Duka di Perairan Maluku: Evaluasi Serius Pelaksanaan KKN di Indonesia
Evaluasi Serius Pelaksanaan KKN di Indonesia
Oleh: Tio Adhitama
Tragedi yang terjadi di perairan Maluku, saat perahu yang ditumpangi mahasiswa KKN Universitas Gadjah Mada terbalik dan merenggut dua nyawa muda—menjadi alarm keras bagi kita semua. Musibah ini bukan hanya tentang kehilangan, tetapi juga tentang pentingnya merenungi kembali arah dan esensi dari program pengabdian masyarakat yang selama ini diagungkan: Kuliah Kerja Nyata (KKN).
Sebagai program strategis dalam dunia pendidikan tinggi, KKN tidak sekadar bentuk pengabdian temporer. Ia merupakan wahana penting untuk membangun jembatan antara akademisi dan masyarakat. Melalui KKN, diharapkan mahasiswa tidak hanya membawa ilmu, tetapi juga belajar menyerap kearifan lokal, mendengar denyut nadi rakyat, dan menumbuhkan kepedulian sosial. Singkatnya, KKN seharusnya menjadi ruang pembelajaran karakter—bukan sekadar formalitas kewajiban kurikulum.
Namun, realitas hari ini tampaknya bergerak menjauh dari semangat awal tersebut.
Pengabdian yang Tergelincir pada Euforia
Dalam beberapa tahun terakhir, muncul fenomena yang mengkhawatirkan. Tidak sedikit mahasiswa yang menjadikan KKN sebagai ajang "liburan akademik." Lokasi dipilih bukan karena urgensi pembangunan masyarakat, tetapi karena potensi wisata yang "Instagramable." Banyak pula yang menyebut KKN sebagai "Kuliah Kerja Piknik"—istilah yang lahir bukan tanpa sebab.
Alih-alih berbaur dan belajar dari warga, sejumlah mahasiswa justru terjebak dalam euforia wisata, kehilangan arah pengabdian, dan melupakan tanggung jawab sosial. Sopan santun pun sering kali menjadi barang mahal. Etika terhadap warga lokal diabaikan, waktu tidak dikelola dengan bijak, dan kedewasaan dalam bersikap belum sepenuhnya tercermin, meski mereka menyandang gelar sebagai “mahasiswa”—gelar yang seharusnya mencerminkan kualitas nalar, moral, dan karakter.

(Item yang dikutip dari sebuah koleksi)
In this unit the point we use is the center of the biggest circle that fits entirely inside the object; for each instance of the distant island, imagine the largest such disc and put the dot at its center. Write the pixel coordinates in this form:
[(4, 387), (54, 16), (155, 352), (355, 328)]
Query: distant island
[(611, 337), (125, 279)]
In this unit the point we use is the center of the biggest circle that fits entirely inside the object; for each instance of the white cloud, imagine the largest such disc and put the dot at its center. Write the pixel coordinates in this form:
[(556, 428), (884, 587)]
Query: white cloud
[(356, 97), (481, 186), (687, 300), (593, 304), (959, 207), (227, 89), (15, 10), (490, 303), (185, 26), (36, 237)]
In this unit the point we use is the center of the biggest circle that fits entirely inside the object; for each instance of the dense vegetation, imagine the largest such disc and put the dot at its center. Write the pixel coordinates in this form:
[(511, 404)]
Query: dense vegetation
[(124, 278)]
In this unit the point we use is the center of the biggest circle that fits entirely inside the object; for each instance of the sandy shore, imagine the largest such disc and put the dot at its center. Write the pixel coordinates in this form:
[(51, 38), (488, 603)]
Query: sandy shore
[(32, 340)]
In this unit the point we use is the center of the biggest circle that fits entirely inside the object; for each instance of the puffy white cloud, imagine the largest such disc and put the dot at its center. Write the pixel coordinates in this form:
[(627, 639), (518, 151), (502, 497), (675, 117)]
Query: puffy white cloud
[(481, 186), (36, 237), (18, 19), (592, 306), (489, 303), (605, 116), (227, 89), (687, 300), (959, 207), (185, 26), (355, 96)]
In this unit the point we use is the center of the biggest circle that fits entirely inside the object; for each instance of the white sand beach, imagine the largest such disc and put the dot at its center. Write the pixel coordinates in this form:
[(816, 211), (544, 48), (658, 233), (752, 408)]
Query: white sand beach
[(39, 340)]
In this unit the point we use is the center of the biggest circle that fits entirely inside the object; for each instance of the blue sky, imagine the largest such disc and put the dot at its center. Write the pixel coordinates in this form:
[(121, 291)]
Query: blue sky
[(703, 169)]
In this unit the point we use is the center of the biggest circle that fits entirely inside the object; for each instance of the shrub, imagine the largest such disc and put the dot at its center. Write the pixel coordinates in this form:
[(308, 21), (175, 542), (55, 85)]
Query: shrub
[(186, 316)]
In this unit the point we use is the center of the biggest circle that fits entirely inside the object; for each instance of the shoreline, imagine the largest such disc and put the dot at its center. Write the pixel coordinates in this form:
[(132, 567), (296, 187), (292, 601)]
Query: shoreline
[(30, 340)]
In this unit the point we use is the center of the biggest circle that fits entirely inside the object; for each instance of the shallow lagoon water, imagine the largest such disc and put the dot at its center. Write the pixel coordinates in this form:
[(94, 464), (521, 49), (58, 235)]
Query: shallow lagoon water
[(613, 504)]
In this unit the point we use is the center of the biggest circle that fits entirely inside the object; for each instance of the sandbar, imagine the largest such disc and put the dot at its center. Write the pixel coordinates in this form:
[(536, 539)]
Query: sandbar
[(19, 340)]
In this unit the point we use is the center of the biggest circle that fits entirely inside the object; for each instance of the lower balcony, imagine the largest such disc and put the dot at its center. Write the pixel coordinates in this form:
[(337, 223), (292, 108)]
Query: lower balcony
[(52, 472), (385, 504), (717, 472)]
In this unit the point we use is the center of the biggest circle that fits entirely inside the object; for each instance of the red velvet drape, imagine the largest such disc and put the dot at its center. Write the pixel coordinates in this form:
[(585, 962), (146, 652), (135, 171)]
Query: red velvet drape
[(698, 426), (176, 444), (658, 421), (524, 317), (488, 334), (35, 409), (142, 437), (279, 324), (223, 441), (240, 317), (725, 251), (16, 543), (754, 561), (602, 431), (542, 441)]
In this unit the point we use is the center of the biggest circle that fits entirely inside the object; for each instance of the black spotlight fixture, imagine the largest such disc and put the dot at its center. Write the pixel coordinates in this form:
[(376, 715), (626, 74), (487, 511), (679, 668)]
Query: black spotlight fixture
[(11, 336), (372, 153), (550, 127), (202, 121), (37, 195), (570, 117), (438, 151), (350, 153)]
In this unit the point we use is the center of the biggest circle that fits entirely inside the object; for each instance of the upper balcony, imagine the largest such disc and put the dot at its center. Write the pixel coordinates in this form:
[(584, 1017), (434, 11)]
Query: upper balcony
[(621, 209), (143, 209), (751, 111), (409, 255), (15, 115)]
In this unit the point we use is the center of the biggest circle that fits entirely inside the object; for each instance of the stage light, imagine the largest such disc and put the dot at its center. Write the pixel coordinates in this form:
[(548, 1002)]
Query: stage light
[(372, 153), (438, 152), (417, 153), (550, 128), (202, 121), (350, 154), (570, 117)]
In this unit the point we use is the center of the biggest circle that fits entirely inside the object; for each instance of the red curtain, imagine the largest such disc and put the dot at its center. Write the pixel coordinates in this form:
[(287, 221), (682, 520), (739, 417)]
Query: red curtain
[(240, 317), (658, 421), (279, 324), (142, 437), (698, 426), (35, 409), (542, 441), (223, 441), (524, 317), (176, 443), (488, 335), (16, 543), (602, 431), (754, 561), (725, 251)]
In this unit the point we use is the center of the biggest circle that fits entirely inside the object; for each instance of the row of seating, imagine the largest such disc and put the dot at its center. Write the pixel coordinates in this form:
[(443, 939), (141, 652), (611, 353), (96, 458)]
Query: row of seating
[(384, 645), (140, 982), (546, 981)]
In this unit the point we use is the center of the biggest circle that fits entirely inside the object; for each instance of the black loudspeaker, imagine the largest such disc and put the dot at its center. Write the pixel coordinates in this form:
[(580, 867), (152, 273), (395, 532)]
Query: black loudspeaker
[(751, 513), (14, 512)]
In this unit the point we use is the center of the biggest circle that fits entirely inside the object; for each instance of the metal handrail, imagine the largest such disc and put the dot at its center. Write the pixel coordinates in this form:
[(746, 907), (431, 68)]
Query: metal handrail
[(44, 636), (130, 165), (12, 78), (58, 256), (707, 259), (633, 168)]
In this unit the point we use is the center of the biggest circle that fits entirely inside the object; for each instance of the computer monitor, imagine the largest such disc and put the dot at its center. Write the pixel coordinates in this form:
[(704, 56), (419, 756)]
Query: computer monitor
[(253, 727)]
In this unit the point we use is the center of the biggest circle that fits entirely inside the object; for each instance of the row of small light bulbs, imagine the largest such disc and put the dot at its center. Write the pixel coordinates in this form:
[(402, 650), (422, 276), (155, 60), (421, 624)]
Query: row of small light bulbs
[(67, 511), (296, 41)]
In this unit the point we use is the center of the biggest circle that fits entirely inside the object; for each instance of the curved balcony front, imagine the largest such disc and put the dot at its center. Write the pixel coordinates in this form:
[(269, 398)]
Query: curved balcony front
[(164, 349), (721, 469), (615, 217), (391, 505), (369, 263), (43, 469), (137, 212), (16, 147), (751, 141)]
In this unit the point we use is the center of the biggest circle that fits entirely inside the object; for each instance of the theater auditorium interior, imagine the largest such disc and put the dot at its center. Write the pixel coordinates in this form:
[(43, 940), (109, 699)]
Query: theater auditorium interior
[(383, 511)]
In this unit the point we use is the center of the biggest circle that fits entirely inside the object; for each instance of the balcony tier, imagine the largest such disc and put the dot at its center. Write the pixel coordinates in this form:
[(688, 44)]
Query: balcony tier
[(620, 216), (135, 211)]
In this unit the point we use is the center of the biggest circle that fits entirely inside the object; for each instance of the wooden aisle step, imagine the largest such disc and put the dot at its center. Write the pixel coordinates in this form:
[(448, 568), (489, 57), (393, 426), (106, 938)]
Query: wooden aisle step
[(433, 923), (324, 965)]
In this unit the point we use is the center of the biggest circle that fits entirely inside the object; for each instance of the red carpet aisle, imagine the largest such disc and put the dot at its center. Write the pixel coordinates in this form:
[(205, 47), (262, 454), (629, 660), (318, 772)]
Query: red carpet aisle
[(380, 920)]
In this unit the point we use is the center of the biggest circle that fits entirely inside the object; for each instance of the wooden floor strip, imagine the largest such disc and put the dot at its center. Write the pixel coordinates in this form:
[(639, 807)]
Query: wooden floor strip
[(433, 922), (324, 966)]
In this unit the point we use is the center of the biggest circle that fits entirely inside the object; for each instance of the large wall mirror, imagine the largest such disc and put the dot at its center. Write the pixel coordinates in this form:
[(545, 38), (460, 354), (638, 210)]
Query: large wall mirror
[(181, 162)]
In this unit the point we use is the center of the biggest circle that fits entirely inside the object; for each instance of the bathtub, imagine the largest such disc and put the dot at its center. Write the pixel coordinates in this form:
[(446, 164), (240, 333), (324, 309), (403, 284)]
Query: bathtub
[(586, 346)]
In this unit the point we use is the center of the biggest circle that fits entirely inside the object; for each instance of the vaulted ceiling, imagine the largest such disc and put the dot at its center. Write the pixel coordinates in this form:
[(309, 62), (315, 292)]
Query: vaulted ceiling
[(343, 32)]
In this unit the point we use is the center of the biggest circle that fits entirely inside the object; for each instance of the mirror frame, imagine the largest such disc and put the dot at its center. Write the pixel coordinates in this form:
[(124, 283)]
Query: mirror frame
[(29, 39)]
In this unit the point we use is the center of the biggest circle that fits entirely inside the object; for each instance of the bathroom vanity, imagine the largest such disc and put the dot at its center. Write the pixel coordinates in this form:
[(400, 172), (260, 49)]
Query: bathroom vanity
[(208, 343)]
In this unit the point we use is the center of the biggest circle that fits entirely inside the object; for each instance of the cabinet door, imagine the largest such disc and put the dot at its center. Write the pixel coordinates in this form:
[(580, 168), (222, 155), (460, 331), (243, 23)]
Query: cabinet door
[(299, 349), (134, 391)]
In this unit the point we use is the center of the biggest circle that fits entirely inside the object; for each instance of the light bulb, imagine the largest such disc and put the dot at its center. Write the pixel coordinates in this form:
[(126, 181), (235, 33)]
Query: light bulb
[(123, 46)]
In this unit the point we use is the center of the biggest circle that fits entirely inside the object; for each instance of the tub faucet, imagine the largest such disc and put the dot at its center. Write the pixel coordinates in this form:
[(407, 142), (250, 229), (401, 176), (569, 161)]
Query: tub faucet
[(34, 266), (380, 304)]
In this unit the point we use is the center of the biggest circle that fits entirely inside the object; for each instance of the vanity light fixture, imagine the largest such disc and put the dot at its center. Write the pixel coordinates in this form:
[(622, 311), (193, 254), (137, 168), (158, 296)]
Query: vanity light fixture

**TUGAS LATIHAN:**
1) Menurut teks tentang pelaksanaan KKN, apa sebutan yang banyak dipakai untuk KKN?
2) Tuliskan kembali bagian teks tentang pelaksanaan KKN yang dimulai pada "Namun, realitas hari" dan diakhiri pada "bukan tanpa sebab.".

**JAWABAN TIAP TUGAS:**
1) Kuliah Kerja Piknik

2)
Namun, realitas hari ini tampaknya bergerak menjauh dari semangat awal tersebut.
Pengabdian yang Tergelincir pada Euforia
Dalam beberapa tahun terakhir, muncul fenomena yang mengkhawatirkan. Tidak sedikit mahasiswa yang menjadikan KKN sebagai ajang "liburan akademik." Lokasi dipilih bukan karena urgensi pembangunan masyarakat, tetapi karena potensi wisata yang "Instagramable." Banyak pula yang menyebut KKN sebagai "Kuliah Kerja Piknik"—istilah yang lahir bukan tanpa sebab.